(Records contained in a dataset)
■ ■ ■
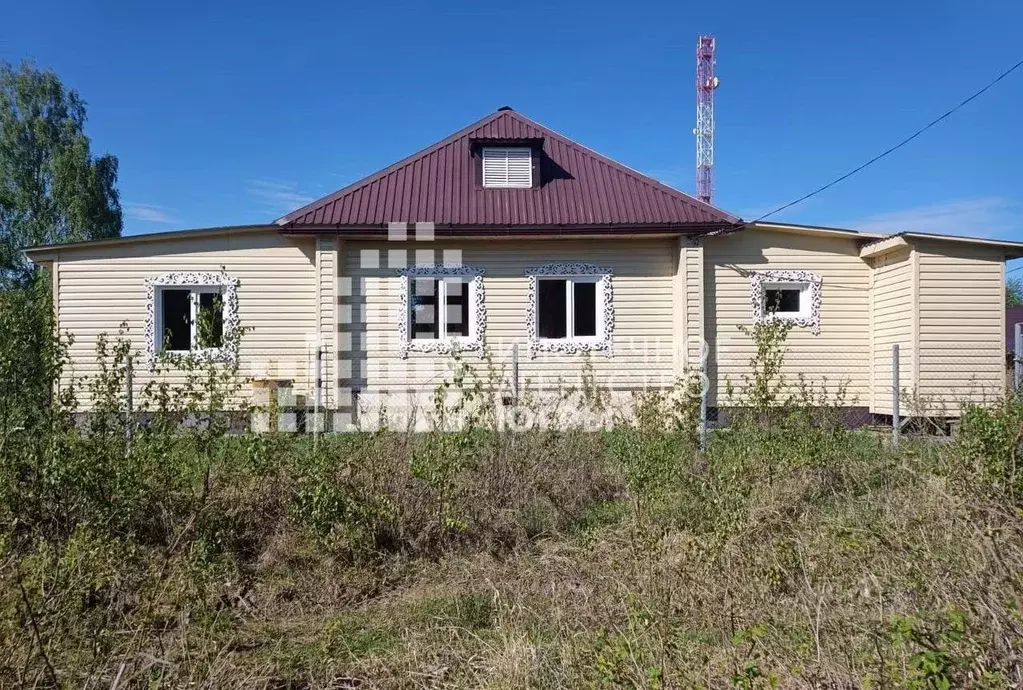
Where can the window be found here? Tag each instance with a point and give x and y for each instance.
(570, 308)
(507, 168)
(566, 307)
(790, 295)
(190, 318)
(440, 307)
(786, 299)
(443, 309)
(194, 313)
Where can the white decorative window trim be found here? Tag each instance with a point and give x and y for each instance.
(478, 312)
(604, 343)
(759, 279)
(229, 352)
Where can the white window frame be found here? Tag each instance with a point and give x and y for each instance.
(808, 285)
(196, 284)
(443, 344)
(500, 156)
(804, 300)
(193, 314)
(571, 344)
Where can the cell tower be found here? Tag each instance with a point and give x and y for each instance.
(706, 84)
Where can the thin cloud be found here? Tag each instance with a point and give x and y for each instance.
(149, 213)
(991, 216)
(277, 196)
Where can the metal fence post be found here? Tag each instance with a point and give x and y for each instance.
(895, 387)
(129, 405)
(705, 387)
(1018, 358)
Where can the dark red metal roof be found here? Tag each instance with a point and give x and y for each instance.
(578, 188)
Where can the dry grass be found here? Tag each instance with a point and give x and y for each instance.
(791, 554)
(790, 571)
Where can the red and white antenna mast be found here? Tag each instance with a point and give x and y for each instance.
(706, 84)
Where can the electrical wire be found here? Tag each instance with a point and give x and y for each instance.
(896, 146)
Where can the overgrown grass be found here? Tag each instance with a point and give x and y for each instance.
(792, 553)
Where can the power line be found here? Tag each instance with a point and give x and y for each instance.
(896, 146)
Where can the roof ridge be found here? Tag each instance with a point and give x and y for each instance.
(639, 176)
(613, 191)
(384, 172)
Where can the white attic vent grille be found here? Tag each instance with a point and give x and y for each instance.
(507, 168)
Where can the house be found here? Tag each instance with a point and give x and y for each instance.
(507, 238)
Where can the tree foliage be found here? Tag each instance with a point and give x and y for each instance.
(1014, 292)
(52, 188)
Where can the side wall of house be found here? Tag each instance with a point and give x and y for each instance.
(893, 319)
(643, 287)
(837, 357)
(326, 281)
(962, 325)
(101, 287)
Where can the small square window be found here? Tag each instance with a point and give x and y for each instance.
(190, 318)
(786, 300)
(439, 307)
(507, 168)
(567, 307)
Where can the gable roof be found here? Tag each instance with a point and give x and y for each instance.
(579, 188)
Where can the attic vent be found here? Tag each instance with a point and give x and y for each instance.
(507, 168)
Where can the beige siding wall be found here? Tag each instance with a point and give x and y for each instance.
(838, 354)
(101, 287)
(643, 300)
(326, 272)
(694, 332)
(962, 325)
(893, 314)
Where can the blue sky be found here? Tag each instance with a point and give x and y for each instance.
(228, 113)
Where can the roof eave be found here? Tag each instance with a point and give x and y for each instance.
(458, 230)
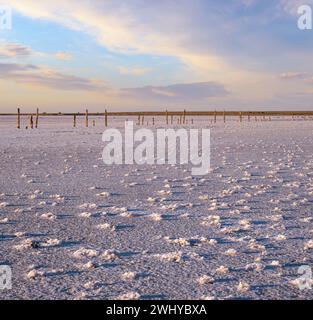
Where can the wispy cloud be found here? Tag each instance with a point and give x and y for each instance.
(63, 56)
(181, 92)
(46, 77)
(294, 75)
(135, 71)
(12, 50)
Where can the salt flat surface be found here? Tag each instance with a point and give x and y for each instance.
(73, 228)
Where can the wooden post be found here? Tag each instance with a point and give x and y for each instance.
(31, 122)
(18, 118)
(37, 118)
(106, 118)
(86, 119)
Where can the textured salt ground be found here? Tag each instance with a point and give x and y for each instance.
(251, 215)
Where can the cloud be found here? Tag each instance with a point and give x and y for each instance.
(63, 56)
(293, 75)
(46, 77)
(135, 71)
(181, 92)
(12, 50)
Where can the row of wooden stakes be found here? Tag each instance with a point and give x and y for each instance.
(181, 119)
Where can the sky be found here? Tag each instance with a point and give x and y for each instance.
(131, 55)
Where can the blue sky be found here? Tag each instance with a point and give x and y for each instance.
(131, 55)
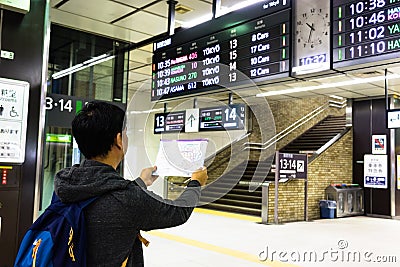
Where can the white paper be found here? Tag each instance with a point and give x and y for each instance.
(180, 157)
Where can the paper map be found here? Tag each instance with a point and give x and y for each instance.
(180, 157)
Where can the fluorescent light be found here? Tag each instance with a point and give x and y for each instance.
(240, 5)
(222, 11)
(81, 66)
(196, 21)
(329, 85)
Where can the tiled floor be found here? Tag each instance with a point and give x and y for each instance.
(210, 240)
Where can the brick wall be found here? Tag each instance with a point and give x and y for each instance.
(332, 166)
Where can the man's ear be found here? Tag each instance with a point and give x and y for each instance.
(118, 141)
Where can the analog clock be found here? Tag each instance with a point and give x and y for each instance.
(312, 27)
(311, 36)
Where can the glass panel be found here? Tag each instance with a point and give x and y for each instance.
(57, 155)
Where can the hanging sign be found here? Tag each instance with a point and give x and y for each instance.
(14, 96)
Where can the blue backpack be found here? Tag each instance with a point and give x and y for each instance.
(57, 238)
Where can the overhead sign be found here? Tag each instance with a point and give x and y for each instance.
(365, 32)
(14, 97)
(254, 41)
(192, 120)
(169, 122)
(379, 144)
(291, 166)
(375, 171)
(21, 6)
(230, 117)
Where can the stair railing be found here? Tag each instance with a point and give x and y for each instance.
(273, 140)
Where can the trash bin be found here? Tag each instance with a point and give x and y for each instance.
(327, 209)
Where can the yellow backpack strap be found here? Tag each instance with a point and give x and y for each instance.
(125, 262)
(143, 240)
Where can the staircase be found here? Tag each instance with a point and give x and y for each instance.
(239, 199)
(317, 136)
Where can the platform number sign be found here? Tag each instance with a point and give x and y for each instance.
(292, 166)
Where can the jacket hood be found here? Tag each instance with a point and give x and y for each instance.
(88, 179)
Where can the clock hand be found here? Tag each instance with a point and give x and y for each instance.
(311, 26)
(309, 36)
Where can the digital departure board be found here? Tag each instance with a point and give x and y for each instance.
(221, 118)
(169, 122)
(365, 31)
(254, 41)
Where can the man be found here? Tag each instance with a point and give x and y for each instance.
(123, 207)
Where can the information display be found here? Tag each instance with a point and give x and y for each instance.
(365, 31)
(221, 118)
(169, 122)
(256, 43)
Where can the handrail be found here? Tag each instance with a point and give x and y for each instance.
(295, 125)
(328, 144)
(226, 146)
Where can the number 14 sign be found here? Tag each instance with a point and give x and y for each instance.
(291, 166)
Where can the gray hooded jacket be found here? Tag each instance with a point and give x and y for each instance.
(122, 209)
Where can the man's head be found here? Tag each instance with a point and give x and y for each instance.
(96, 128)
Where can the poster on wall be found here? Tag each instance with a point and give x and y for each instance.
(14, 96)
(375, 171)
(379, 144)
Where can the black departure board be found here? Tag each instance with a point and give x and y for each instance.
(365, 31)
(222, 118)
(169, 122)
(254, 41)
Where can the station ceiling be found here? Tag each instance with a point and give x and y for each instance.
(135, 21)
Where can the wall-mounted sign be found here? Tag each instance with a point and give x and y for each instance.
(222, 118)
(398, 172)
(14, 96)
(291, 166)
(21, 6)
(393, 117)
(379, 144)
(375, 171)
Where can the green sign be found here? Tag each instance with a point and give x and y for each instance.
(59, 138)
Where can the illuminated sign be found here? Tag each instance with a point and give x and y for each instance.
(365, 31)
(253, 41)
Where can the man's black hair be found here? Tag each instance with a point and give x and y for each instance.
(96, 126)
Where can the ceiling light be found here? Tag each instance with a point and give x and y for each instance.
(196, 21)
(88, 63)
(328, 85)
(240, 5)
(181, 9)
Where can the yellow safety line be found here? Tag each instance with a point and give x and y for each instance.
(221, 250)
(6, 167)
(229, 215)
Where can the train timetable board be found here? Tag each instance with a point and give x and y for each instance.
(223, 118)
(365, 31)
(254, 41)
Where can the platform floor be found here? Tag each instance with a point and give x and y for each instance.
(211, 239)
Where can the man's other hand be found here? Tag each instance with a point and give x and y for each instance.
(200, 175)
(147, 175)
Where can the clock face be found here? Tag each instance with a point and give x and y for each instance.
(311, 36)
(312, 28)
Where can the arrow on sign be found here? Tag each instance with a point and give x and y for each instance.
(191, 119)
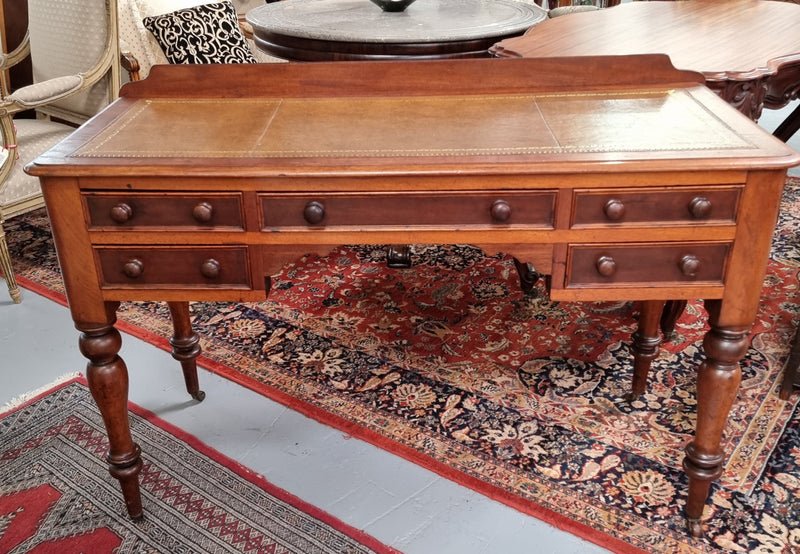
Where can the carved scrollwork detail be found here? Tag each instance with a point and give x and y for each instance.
■ ■ ■
Take the lines from the one holding "Where can the illuminated" through the final line of the records above and output them exactly, both ends included, excluding pictures.

Where can the illuminated sign be found here? Tag each instance with a point and give x and y for each instance.
(365, 31)
(253, 41)
Where can the man's black hair be found here? Tag each instance with a point and give x and y for each instance.
(96, 126)
Where can the ceiling light be found here? Tag each instance with a point and give x and y for each instance.
(196, 21)
(88, 63)
(328, 85)
(240, 5)
(181, 9)
Where can the yellow safety line be found here? Tag each instance with a point and give x and y for each instance.
(221, 250)
(6, 167)
(229, 215)
Where can the train timetable board be found here? Tag each instance with a point and give x and y for each instance.
(223, 118)
(365, 31)
(254, 41)
Where can the platform floor be found here? Tag each instance with a point and give x and y for each instance.
(211, 239)
Where can the man's other hand be found here? Tag each instance with a point and give x and y for each instance.
(200, 175)
(147, 175)
Where can the clock face be found here? Tag each instance with a point and give x and y for each instance.
(311, 36)
(312, 28)
Where can the arrow on sign be found here? Tag each instance with a point and give x and y for each instance.
(191, 119)
Where can the carved scrollwork detail be found here? Tag each instance with a point and give x and y for each instance.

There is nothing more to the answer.